Document =>
·····
Critique – La Montagne Magique


Après Le voyage de Monsieur Crulic, lauréat du cristal du long-métrage en 2012, Anca Damian revient cette année avec ce nouveau film en séance spéciale, La Montagne Magique. Il est intéressant de noter que la réalisatrice ne vient pas spécifiquement de l’animation puisqu’elle retourne régulièrement au cinéma live (elle a tourné une comédie dramatique, A Very Unsettled Summer, avant de faire celui-ci). 

La biographie d’Adam Jacek Winker, traverse près d’un demi-siècle d’histoire. Polonais réfugié à Paris dans les années 60, sa vie aventureuse prend un tournant radical dans les années 80. Se rêvant chevalier du 20ème siècle, Jacek quitte la France pour combattre les soviétiques aux côtés du commandant Massoud en Afghanistan.

Comme pour Crulic, La Montagne Magique reprend le principe du récit en voix off, ici articulé entre Adam Jacek Winker et sa fille. En français, c’est le chanteur Christophe Miossec qui prend le relais et nous raconte de sa voix rugueuse le point de vue de notre héros.
·····
Données fournies =>
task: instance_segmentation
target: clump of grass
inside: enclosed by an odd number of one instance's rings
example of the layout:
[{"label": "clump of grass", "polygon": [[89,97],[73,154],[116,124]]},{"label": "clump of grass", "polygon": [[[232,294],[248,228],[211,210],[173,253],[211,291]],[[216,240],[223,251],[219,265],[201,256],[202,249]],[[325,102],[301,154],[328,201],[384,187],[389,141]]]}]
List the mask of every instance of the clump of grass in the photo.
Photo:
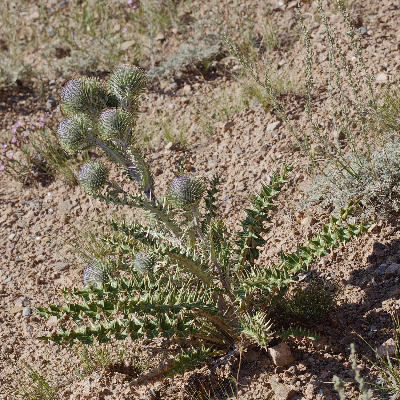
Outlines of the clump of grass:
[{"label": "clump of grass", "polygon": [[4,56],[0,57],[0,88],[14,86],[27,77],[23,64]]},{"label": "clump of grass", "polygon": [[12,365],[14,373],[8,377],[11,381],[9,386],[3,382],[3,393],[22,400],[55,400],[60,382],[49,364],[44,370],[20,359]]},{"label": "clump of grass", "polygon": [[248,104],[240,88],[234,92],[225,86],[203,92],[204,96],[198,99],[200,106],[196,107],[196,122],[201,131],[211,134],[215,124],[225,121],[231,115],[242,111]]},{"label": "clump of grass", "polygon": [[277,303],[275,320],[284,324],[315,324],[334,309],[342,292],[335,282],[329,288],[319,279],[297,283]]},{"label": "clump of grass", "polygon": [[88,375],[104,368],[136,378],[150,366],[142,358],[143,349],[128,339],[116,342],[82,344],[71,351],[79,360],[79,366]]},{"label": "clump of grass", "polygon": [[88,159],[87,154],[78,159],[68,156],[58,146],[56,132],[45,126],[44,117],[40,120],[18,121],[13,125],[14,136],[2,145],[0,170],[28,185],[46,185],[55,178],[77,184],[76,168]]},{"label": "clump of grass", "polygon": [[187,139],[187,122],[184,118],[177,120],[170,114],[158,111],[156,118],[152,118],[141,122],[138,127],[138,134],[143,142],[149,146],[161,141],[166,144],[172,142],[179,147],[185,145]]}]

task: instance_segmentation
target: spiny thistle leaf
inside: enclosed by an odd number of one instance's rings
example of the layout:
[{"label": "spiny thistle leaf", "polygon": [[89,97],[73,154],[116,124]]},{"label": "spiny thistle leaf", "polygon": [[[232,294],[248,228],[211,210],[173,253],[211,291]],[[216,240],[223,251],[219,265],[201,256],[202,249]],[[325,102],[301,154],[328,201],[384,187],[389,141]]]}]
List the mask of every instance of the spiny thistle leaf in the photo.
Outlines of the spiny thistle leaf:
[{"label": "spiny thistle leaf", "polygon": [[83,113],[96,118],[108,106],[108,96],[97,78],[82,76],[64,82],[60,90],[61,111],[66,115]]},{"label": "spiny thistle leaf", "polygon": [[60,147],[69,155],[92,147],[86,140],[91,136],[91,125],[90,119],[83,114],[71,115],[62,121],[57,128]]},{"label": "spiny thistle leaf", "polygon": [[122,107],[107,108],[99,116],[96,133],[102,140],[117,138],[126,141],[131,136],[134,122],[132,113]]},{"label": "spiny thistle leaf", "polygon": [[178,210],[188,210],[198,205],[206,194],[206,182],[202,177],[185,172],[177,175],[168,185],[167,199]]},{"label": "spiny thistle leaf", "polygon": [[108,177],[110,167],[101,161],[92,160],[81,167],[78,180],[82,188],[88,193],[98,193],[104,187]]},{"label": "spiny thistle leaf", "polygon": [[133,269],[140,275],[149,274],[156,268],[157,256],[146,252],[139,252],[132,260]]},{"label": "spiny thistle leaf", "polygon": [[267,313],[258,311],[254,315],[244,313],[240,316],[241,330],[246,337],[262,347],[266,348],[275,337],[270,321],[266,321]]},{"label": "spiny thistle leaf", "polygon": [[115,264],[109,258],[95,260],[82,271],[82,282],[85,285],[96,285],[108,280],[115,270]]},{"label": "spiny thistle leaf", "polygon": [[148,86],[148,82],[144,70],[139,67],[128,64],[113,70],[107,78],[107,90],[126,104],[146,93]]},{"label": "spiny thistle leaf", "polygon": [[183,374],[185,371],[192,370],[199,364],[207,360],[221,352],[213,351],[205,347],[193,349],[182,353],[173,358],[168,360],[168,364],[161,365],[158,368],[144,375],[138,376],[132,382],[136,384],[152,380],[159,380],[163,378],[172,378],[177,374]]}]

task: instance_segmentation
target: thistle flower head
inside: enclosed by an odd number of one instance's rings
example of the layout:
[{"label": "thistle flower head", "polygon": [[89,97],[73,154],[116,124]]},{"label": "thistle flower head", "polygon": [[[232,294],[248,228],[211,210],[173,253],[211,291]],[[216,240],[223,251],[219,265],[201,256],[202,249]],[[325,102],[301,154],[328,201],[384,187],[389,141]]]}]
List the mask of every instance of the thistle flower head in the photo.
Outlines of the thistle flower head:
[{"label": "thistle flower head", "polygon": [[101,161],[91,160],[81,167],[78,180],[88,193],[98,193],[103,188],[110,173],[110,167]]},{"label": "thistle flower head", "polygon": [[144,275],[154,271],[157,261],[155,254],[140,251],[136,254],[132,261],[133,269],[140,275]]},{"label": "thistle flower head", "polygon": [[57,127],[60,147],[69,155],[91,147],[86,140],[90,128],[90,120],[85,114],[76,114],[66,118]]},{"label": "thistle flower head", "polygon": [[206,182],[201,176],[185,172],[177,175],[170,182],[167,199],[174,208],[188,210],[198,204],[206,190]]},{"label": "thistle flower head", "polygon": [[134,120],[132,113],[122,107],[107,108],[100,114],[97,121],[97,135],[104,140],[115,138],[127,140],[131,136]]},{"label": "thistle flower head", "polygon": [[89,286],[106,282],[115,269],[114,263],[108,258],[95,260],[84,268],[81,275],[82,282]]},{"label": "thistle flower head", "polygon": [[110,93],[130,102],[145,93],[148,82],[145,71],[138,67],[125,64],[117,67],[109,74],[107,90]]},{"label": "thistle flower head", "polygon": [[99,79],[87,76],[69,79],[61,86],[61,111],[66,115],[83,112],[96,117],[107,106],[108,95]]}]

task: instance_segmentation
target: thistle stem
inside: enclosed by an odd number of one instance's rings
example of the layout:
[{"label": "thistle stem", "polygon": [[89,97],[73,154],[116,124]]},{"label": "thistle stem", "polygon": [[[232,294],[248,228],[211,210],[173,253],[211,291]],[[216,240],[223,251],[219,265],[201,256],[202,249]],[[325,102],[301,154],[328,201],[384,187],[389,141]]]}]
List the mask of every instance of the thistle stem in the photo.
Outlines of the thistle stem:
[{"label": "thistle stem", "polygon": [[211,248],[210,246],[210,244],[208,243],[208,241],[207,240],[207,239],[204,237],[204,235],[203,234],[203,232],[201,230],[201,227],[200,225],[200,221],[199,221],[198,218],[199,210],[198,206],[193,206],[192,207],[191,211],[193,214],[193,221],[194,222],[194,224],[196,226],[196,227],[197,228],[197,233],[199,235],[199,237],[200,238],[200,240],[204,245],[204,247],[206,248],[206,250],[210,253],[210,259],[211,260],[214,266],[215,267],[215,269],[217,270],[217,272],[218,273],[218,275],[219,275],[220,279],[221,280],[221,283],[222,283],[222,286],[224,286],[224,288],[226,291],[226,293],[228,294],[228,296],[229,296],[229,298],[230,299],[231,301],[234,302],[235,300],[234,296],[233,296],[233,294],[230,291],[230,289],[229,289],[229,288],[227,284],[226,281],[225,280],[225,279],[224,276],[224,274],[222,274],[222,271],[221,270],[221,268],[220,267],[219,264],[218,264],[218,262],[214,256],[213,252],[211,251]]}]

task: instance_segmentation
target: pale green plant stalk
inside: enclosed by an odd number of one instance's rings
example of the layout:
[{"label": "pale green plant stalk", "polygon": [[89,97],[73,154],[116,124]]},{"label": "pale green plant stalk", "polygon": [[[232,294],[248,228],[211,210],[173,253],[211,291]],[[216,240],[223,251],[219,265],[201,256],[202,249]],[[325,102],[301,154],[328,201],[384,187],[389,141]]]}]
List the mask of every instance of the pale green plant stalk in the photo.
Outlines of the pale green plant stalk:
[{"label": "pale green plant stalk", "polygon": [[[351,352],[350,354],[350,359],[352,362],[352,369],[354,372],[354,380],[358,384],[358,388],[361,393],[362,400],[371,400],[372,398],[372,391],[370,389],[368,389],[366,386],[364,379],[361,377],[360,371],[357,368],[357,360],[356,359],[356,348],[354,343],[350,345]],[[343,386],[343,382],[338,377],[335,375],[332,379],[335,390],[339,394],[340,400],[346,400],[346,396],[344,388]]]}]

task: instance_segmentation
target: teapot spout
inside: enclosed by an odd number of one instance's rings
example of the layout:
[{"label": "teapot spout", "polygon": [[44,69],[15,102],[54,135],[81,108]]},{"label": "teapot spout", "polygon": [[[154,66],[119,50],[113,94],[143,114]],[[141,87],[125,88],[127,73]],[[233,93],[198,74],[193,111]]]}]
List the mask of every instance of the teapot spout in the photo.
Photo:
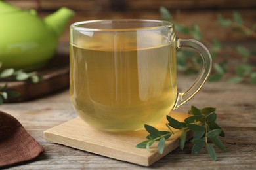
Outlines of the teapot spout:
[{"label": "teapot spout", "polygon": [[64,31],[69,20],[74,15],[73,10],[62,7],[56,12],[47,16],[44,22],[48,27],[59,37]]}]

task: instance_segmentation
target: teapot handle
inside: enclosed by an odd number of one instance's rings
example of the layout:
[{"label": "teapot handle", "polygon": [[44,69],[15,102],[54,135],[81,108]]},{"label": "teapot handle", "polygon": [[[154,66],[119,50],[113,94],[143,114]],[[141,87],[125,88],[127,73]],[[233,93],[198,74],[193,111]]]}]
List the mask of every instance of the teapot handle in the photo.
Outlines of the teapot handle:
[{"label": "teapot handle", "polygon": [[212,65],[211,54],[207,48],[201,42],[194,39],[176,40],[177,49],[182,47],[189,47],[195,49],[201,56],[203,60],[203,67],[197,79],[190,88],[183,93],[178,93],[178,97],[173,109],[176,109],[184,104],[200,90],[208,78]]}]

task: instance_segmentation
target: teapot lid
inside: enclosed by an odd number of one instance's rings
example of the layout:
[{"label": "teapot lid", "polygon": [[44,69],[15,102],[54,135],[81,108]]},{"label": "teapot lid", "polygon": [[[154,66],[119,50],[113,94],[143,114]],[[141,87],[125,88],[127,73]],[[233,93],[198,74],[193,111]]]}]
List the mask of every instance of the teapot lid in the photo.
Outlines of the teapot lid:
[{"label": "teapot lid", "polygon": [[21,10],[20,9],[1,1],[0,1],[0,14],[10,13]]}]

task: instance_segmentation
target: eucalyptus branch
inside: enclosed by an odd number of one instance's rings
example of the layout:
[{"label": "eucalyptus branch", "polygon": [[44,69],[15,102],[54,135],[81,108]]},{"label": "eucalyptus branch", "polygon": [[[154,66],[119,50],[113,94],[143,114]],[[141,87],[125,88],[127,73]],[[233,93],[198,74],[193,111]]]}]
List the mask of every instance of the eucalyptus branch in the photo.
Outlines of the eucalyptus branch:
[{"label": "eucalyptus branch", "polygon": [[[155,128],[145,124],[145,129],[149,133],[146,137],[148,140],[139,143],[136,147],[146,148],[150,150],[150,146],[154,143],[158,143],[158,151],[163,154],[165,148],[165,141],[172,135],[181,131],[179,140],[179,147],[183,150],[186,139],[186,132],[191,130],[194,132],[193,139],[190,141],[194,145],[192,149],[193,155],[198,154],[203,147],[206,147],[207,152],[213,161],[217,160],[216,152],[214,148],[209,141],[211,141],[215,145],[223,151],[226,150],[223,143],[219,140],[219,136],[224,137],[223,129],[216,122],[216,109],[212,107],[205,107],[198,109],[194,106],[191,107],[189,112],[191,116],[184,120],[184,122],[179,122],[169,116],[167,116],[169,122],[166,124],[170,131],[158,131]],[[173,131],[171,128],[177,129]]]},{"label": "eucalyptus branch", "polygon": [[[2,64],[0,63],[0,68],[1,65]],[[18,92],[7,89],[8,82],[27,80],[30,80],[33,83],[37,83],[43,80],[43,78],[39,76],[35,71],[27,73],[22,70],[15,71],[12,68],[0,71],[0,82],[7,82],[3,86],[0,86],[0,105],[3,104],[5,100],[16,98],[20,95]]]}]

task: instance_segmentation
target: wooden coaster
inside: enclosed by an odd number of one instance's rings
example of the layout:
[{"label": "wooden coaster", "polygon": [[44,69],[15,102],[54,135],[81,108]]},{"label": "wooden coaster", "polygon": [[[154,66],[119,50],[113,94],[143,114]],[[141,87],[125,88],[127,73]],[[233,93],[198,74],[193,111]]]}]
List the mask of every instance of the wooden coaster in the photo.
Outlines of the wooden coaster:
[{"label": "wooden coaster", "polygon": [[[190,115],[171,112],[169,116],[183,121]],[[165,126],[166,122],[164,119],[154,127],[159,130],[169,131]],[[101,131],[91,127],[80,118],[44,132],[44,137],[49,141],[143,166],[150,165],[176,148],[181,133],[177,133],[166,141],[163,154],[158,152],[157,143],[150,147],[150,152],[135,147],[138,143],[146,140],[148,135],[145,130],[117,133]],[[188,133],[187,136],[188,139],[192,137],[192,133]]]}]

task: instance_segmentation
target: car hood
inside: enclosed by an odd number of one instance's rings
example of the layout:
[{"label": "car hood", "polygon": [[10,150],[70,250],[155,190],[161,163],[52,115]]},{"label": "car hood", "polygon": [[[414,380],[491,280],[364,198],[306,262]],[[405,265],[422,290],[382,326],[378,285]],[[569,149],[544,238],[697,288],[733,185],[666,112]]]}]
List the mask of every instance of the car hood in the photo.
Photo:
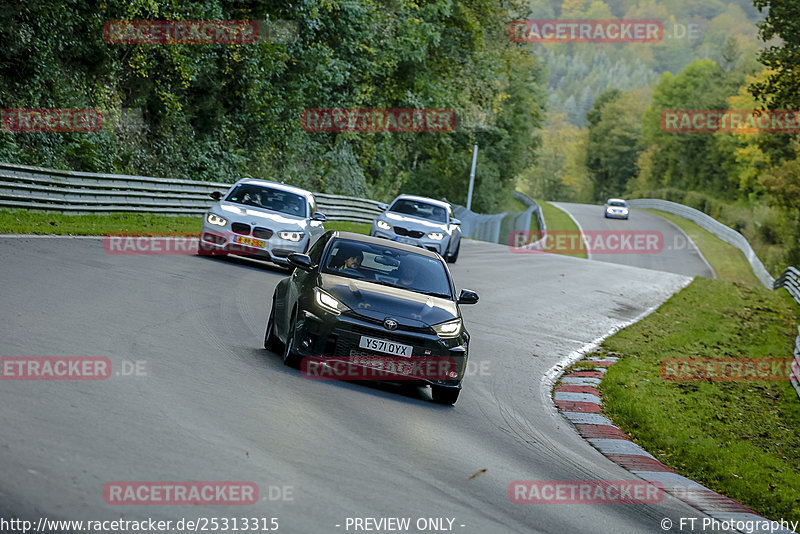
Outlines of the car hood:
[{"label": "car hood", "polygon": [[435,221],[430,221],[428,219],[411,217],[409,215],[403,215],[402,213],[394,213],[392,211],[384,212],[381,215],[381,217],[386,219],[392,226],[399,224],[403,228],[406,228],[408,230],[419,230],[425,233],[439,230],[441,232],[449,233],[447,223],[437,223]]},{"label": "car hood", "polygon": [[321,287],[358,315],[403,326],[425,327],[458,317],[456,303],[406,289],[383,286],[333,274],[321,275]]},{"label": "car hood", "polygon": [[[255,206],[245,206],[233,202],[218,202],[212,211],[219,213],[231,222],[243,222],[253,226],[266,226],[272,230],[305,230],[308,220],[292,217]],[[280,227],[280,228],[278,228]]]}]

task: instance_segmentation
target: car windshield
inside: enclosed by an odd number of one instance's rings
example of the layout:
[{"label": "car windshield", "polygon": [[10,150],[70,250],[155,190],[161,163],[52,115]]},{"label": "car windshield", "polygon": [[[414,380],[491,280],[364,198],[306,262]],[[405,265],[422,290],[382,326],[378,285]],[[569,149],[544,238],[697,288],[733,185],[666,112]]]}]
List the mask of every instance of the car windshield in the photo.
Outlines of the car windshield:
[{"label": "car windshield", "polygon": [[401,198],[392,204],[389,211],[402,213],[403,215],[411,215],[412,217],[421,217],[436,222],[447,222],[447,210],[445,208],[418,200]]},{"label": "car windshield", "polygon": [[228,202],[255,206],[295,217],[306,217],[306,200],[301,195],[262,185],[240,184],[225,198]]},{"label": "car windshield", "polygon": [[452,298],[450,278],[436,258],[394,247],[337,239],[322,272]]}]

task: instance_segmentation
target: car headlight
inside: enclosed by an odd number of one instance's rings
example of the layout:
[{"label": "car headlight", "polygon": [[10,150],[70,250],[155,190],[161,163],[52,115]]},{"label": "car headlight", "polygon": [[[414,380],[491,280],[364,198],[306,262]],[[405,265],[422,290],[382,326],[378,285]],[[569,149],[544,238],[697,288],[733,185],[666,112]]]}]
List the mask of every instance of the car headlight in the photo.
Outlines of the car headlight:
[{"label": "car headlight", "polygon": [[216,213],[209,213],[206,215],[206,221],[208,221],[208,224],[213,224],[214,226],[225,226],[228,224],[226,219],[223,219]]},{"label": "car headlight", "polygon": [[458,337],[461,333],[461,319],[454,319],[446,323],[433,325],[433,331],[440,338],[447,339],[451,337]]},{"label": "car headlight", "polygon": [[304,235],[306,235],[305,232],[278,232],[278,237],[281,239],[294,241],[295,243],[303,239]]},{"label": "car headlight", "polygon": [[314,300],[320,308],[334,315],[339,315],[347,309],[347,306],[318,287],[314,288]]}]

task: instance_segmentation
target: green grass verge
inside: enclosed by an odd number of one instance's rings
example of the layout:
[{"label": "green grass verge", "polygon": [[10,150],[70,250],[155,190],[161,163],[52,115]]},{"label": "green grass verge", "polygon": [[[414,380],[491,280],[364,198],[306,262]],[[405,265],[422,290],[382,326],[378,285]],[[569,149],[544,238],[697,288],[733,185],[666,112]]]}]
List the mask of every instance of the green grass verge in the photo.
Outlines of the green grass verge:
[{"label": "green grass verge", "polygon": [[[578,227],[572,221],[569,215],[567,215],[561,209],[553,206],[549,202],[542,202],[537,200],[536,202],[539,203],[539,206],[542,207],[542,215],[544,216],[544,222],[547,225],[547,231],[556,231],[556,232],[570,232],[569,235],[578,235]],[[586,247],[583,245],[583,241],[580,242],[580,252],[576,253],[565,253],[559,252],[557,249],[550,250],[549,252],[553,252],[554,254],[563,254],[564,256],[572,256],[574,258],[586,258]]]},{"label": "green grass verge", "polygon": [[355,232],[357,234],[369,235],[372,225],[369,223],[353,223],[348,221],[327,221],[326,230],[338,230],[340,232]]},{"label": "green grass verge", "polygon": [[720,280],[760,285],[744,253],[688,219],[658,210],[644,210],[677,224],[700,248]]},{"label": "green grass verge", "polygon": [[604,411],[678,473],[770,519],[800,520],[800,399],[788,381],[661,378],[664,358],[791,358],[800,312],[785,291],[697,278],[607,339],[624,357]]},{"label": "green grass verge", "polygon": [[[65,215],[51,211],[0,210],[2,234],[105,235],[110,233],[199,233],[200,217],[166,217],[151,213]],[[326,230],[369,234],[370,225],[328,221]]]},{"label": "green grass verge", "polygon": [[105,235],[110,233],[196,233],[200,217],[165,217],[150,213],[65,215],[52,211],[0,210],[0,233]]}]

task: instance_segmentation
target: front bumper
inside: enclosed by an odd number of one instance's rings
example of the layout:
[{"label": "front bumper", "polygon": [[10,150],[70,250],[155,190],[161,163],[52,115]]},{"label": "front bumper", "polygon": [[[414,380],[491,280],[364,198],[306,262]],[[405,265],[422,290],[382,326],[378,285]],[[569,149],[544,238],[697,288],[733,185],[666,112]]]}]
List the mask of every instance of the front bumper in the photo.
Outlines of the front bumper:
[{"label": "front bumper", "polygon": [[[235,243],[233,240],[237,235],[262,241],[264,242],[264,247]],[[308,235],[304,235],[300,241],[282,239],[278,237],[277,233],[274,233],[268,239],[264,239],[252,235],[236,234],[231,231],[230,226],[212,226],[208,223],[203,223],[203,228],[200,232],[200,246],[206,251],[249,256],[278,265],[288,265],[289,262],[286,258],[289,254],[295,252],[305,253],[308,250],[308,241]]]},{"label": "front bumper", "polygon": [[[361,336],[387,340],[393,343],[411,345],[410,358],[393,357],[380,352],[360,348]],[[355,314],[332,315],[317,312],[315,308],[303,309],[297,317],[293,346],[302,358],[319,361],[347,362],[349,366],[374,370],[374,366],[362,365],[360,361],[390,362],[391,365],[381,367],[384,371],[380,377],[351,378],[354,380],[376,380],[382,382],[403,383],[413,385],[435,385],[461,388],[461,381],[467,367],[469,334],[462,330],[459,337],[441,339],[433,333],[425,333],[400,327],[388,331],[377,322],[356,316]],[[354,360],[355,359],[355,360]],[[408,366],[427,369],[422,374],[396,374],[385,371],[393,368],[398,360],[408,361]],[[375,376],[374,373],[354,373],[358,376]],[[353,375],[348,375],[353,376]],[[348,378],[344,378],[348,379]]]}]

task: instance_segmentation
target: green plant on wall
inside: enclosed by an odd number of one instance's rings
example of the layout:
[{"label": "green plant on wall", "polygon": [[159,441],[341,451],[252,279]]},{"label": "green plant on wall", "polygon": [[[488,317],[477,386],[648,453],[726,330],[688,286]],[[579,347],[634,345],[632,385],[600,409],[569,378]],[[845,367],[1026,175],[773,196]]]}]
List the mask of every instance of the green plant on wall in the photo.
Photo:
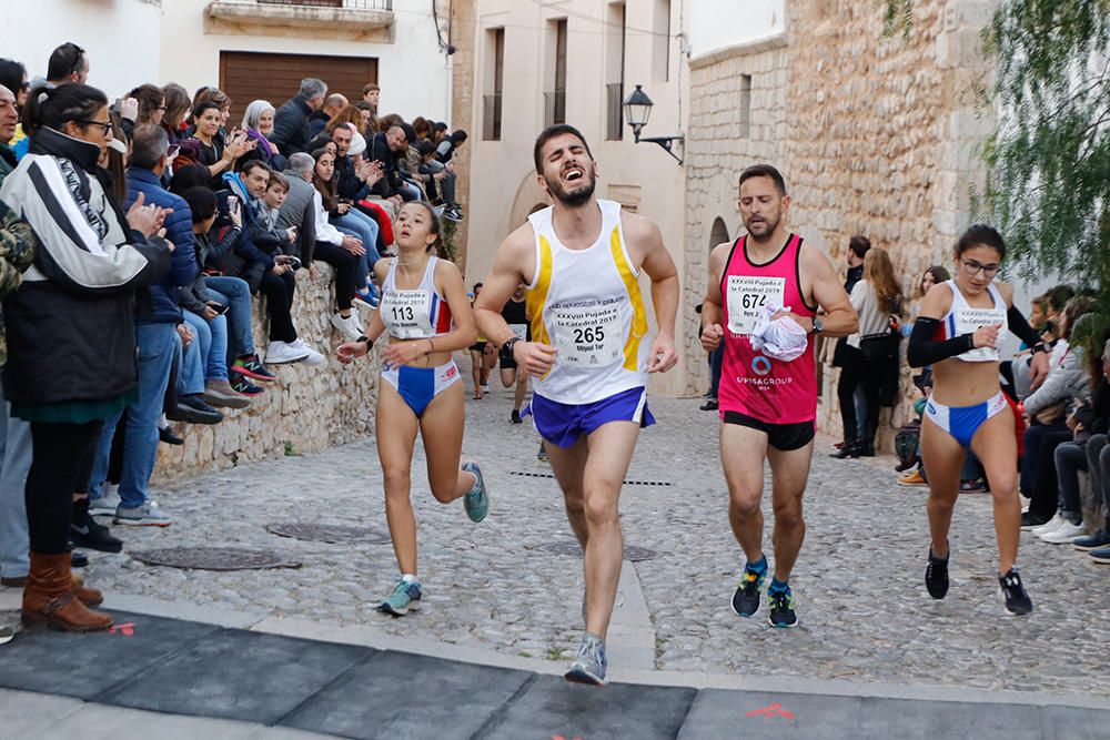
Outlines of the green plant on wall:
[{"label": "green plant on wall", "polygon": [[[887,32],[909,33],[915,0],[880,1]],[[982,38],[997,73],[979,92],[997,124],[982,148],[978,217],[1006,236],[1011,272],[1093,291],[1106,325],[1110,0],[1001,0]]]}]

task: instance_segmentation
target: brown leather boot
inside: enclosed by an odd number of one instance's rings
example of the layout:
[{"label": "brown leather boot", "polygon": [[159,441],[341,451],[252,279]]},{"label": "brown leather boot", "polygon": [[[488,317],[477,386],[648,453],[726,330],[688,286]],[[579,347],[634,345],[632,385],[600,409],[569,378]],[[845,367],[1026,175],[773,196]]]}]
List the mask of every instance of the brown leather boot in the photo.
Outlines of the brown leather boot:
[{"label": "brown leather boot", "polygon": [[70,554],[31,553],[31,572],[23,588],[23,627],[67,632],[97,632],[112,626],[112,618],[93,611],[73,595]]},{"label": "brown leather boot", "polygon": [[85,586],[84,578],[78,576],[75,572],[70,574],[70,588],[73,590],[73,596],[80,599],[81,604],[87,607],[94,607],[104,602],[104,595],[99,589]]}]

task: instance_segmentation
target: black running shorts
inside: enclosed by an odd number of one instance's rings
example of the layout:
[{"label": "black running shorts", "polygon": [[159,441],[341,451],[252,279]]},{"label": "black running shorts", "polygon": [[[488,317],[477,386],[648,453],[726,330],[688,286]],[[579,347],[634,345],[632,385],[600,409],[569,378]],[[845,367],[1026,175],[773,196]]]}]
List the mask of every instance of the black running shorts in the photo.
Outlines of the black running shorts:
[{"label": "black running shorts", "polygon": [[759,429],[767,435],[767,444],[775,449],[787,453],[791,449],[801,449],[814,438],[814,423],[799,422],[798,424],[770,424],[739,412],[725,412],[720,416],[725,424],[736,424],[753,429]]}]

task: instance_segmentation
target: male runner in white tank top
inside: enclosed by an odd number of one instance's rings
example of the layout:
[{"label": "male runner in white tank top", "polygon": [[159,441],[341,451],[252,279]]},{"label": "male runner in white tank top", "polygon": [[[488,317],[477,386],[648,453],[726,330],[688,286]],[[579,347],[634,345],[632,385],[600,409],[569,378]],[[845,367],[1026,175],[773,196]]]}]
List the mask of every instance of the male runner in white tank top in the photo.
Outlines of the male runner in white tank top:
·····
Consigne => Dans la critique de La Montagne Magique, qui raconte le point de vue du héros dans la version française ? Les données ne proviennent pas de la même source que la critique.

Réponse => Le chanteur Christophe Miossec.